** DIRECTIONS FOR THIS TASK **
Your task is to work out how many lines in the data include the word "oven". Reply with the number alone.

Top of EXCERPTED RECORDS

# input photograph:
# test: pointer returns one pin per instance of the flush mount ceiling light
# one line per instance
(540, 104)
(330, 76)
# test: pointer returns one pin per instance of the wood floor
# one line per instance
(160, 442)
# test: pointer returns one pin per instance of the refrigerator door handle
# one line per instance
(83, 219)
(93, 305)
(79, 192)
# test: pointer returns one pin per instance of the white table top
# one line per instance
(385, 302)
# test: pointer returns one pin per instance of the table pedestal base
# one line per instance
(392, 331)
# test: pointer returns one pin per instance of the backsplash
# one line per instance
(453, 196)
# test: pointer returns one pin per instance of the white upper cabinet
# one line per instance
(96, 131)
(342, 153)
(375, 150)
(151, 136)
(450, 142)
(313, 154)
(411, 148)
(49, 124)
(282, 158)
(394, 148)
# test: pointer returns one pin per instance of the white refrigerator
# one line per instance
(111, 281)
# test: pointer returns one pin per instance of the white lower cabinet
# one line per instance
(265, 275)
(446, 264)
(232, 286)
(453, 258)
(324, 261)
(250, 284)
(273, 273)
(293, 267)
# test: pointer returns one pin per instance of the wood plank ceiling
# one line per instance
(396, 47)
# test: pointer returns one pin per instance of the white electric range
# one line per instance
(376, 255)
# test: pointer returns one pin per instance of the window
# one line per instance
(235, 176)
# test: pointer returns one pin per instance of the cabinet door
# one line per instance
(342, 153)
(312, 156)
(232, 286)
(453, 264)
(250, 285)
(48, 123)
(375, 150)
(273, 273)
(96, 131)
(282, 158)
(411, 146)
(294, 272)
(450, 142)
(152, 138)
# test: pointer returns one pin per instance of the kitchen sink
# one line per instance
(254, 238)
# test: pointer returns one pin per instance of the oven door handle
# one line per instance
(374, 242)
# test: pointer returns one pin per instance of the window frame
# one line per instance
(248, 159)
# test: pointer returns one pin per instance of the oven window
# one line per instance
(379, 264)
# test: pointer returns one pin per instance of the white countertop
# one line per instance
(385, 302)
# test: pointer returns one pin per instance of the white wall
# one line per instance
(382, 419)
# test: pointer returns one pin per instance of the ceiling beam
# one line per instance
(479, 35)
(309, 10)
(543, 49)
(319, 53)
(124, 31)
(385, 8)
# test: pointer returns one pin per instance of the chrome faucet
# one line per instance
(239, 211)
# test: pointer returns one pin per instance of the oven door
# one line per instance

Bottom of EXCERPTED RECORDS

** ANSWER TO THE EXERCISE **
3